GOAL:
In the data below, copy out every line from the one containing "Segment blue face mask from the image above." down to the one containing "[91,118,108,128]", both of those lines included, reproducing each character faithfully.

EXTRACTED MATERIAL:

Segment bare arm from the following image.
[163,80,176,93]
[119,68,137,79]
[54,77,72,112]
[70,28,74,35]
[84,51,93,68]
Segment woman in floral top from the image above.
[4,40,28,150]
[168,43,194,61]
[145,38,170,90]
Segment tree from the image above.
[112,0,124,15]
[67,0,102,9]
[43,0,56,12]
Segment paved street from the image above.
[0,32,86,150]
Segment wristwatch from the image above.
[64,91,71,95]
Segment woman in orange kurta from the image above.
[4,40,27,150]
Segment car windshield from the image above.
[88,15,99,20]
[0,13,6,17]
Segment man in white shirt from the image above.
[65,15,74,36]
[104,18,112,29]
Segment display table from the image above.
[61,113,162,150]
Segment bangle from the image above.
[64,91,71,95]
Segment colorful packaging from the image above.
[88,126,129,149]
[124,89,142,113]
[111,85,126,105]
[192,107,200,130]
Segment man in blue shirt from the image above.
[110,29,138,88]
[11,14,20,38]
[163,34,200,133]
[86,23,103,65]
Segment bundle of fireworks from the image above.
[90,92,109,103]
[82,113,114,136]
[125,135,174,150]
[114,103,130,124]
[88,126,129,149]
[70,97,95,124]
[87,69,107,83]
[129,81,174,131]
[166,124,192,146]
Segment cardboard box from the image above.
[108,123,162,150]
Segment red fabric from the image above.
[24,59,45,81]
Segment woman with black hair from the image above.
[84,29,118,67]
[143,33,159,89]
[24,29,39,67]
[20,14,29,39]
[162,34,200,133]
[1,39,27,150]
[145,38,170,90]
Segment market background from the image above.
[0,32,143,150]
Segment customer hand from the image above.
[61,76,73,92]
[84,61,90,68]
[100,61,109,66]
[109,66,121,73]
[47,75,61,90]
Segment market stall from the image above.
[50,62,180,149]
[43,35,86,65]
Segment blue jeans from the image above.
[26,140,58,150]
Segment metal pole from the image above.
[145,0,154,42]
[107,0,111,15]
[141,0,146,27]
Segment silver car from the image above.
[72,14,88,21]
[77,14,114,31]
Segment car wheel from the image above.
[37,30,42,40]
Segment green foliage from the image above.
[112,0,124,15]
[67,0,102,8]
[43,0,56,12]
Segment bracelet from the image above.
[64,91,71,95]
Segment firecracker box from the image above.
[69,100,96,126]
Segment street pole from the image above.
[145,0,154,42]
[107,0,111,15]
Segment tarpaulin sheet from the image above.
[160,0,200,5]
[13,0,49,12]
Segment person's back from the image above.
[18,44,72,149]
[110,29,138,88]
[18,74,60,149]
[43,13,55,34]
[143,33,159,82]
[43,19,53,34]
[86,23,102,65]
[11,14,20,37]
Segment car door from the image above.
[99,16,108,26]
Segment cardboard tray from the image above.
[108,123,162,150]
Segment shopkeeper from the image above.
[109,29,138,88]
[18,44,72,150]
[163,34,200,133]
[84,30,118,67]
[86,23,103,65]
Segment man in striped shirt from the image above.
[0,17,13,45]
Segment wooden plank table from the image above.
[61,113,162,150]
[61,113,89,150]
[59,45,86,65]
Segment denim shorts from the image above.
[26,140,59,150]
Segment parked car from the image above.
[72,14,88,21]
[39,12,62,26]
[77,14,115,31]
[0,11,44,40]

* * *

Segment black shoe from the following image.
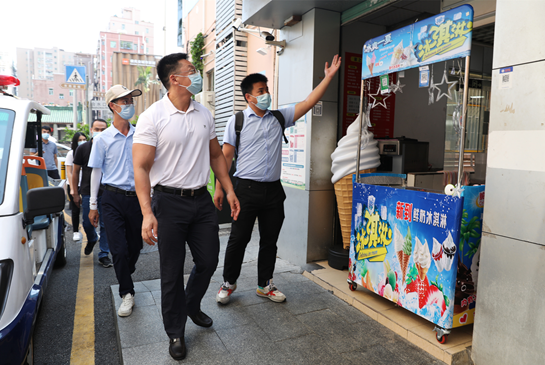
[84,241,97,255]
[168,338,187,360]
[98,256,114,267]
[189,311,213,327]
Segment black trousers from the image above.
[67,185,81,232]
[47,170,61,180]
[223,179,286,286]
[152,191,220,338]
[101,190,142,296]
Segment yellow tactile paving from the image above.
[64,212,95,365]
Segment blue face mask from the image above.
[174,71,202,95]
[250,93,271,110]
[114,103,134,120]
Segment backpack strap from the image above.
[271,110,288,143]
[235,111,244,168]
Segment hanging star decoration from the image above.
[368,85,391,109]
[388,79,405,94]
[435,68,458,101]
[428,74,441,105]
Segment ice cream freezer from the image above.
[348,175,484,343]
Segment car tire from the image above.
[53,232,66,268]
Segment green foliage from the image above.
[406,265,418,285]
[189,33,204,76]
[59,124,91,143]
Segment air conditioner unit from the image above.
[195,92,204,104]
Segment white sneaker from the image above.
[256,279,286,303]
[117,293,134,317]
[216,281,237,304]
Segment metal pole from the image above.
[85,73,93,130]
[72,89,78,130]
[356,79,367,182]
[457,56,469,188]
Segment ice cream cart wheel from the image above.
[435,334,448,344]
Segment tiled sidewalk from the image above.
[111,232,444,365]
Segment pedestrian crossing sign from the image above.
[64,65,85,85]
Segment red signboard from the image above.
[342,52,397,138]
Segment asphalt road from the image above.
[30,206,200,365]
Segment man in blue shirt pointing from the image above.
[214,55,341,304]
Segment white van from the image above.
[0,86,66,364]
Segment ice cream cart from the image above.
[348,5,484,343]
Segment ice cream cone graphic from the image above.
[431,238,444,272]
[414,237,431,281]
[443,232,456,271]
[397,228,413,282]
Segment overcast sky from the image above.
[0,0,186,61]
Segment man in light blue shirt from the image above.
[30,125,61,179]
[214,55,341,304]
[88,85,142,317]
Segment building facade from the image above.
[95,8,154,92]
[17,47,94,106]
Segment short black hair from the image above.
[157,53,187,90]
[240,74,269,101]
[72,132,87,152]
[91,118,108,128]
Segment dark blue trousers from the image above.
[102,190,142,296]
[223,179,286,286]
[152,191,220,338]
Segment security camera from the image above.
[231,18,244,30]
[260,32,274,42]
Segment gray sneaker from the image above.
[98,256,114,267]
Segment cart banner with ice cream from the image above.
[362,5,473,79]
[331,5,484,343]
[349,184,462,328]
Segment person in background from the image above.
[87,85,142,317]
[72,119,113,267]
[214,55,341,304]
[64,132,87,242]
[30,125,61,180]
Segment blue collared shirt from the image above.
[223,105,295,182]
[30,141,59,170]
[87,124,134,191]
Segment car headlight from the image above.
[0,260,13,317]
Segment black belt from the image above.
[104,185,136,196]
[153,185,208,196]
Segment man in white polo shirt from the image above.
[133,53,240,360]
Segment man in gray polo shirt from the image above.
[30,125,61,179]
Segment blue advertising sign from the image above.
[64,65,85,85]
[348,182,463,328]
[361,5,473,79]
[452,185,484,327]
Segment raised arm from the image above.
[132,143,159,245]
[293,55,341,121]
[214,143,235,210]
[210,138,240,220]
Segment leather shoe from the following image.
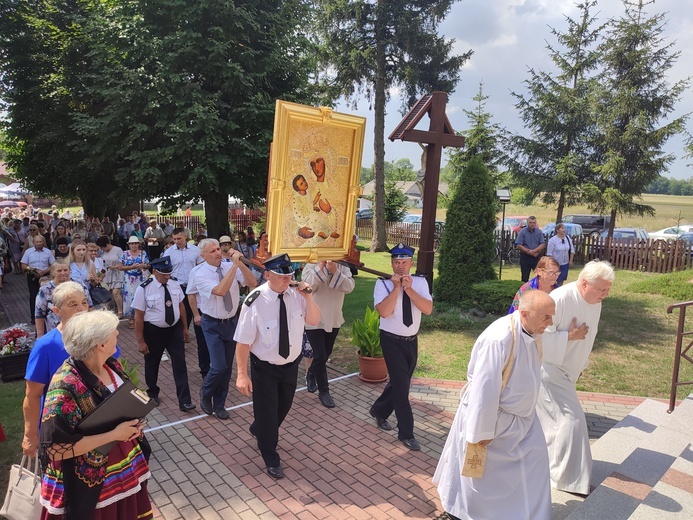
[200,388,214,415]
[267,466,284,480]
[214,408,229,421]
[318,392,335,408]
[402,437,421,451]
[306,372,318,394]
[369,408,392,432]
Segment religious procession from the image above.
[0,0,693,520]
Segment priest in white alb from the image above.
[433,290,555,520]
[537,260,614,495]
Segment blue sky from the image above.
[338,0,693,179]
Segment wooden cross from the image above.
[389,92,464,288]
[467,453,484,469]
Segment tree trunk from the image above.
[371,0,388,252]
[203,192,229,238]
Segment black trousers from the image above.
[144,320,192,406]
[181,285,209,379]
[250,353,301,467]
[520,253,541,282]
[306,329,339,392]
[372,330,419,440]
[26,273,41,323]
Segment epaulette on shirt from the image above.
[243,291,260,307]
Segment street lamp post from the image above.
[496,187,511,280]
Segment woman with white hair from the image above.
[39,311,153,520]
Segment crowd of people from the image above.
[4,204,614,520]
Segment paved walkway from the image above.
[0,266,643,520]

CORRECT RESULT:
Segment blue face mask from the image above.
[174,71,202,95]
[250,93,271,110]
[114,103,134,120]
Segment backpack strap from the image above.
[271,110,288,143]
[235,111,244,168]
Segment hanging star decoration from the image above.
[368,85,391,109]
[388,79,405,94]
[435,68,458,101]
[428,74,441,105]
Segment ice cream freezer from the image above.
[348,175,484,343]
Segment car tire from the image above.
[53,232,66,268]
Segment green foliage from the image above.
[406,265,418,285]
[189,33,204,76]
[59,124,91,143]
Segment air conditioner unit from the image above.
[195,92,204,104]
Segment white sneaker from the image above.
[256,279,286,303]
[117,293,134,317]
[216,281,237,304]
Segment metal pole from the image above.
[85,73,93,130]
[72,89,78,130]
[356,79,367,182]
[457,56,469,188]
Segment ice cream cart wheel from the image above.
[435,334,448,344]
Segment tiled sidewalk from the image above.
[111,232,444,365]
Segment pedestrian crossing sign from the image above.
[64,65,85,85]
Segment red signboard from the image above.
[342,52,397,138]
Segment asphalt road from the image above.
[30,206,200,365]
Segment man in blue shirt pointing from the image above.
[214,55,341,304]
Segment white van from the image above.
[0,86,66,364]
Segment ice cream cart from the image above.
[348,5,484,343]
Segment ice cream cone graphic from the image above.
[431,238,444,272]
[414,237,431,281]
[443,232,456,271]
[397,228,413,282]
Segment overcast sky from the image above.
[0,0,186,61]
Segment man in light blue shirt from the image above.
[30,125,61,179]
[214,55,341,304]
[88,85,142,317]
Segment building facade from the image above.
[95,8,154,92]
[17,47,94,106]
Segment short black hair from the image above.
[157,53,187,90]
[240,74,269,101]
[72,132,87,152]
[91,118,108,128]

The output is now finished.